____ Excerpt provided
Teambuilding events must be worth the business investment

I am often asked to facilitate team building events. Occasionally the person coordinating the event from the client corporation is tasked with setting up a fun day, but most often the team’s manager is hoping to solve a problem within the team. It is important to know what you want from a team-building event before contacting a potential facilitator or facility.

When I am contacted about team building, I listen to what the coordinator says is needed, which typically emphasizes the word “fun”. My response is “I have lots of activities that are fun, so we can definitely do that. What is it you want your team(s) to learn at this event?” I guess I need a better way to communicate this questions because I sometimes get a reply that they want “team-building not training.” If there is nothing to be gained from the event other than a day of fun, is it really worth the company’s investment of not only the event cost but the employee time in attending? Yes the event may help the team members bond with other individuals, but how does this equate to working together?
________
____ Supplied entries
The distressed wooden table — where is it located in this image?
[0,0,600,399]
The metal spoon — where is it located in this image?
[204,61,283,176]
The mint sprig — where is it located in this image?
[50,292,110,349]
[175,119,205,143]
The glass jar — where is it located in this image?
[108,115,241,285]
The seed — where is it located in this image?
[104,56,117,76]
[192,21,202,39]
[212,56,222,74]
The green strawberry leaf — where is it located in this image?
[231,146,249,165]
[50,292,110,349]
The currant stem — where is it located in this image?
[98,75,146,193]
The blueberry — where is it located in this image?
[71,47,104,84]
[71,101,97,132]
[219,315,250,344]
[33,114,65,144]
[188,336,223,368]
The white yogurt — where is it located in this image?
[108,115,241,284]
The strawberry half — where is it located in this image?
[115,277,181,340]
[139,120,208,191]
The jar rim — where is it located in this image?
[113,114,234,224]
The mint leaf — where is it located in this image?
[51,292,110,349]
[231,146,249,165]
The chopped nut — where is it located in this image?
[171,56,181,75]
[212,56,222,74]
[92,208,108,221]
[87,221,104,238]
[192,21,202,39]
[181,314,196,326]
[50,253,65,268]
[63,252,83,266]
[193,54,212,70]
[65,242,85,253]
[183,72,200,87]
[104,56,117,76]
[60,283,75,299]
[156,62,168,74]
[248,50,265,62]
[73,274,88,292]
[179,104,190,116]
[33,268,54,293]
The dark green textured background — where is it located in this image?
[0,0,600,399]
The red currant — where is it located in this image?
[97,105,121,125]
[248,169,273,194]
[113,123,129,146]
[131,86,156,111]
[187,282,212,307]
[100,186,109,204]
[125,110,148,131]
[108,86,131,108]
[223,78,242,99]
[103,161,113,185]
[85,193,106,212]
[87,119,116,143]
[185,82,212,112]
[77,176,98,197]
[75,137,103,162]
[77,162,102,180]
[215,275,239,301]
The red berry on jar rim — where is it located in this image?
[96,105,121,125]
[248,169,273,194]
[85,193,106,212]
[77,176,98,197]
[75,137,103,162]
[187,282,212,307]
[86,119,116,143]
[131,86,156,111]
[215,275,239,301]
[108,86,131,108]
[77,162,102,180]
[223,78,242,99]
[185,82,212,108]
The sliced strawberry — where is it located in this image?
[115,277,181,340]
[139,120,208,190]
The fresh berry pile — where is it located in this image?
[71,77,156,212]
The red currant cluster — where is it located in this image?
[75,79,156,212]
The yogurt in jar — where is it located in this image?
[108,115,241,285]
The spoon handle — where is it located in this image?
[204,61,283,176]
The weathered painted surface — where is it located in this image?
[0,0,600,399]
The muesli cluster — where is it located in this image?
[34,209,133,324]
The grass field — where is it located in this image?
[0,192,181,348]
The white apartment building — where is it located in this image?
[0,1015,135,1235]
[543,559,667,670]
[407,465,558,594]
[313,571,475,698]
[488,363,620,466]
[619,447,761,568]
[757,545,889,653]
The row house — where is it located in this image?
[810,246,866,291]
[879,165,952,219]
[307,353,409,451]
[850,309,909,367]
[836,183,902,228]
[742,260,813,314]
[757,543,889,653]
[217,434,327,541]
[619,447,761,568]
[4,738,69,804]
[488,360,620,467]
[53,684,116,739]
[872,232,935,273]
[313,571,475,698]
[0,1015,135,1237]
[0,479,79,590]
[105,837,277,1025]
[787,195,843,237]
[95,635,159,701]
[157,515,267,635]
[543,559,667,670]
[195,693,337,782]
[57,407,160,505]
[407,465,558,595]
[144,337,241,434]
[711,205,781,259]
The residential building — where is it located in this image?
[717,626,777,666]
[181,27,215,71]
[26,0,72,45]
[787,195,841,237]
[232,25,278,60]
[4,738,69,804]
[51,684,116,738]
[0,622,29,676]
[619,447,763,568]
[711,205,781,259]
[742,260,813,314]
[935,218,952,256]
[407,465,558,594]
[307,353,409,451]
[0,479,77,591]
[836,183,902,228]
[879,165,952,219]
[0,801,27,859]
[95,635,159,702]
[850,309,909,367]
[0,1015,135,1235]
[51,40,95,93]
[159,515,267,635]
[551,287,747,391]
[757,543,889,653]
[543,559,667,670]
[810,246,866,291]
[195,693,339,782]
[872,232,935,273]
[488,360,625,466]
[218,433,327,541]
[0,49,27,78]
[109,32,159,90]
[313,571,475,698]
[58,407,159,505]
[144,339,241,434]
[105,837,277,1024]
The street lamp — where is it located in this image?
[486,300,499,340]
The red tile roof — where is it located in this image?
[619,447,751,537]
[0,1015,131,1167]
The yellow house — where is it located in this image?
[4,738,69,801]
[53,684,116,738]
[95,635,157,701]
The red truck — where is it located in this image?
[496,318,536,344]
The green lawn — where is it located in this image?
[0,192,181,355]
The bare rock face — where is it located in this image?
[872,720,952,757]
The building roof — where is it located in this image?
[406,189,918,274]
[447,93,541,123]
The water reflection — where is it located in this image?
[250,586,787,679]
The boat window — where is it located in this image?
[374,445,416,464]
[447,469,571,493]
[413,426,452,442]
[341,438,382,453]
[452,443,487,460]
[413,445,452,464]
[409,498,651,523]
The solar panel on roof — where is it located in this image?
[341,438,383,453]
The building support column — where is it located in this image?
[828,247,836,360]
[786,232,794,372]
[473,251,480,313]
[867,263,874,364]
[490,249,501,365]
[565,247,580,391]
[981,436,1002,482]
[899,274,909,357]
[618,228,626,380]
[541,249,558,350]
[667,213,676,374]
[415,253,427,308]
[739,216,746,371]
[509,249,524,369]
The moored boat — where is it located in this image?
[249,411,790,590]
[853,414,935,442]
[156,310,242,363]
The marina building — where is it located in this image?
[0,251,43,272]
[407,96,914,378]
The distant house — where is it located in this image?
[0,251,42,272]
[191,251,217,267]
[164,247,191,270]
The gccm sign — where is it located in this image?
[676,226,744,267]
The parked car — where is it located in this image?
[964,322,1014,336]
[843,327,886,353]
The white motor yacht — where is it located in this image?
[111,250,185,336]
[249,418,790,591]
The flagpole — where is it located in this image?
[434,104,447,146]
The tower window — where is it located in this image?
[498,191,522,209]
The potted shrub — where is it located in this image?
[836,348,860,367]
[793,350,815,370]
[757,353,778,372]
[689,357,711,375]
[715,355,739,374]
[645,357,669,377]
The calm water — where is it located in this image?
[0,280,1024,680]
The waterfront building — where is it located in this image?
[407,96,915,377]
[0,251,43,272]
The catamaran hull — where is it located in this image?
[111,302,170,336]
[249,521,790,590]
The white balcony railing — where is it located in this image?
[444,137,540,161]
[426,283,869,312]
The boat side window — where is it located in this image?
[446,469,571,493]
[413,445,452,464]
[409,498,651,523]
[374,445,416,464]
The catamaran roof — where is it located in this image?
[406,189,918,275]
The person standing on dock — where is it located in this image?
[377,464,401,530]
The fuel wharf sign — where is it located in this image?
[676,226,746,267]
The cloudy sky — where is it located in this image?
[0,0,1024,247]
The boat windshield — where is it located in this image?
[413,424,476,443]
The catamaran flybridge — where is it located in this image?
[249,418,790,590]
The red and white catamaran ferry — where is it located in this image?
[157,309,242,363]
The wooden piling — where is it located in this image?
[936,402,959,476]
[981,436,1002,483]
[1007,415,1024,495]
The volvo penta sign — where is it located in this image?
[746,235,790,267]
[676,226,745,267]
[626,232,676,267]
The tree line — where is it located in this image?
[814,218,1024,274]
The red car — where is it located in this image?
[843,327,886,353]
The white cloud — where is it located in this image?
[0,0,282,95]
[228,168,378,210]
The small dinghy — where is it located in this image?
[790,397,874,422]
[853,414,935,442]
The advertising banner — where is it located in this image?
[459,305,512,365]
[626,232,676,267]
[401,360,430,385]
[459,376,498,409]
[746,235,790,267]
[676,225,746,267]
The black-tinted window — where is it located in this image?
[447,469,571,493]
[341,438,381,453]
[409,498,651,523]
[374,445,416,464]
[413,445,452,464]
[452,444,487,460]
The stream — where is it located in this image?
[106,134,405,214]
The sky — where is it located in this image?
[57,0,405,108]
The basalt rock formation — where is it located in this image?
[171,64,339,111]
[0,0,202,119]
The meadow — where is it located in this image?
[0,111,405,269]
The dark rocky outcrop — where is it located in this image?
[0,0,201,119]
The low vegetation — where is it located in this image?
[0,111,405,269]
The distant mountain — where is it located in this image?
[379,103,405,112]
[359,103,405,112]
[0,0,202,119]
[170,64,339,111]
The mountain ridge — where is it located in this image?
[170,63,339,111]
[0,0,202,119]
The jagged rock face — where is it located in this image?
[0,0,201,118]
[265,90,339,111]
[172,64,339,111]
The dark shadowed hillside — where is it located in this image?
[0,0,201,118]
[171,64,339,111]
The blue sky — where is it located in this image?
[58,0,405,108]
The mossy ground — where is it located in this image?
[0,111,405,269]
________
Instruction
Duplicate everything from "When I am contacted" down to "to working together?" in the text on team-building events. The entries are separate material and have nothing to do with the text about team-building events.

Solution to the problem
When I am contacted about team building, I listen to what the coordinator says is needed, which typically emphasizes the word “fun”. My response is “I have lots of activities that are fun, so we can definitely do that. What is it you want your team(s) to learn at this event?” I guess I need a better way to communicate this questions because I sometimes get a reply that they want “team-building not training.” If there is nothing to be gained from the event other than a day of fun, is it really worth the company’s investment of not only the event cost but the employee time in attending? Yes the event may help the team members bond with other individuals, but how does this equate to working together?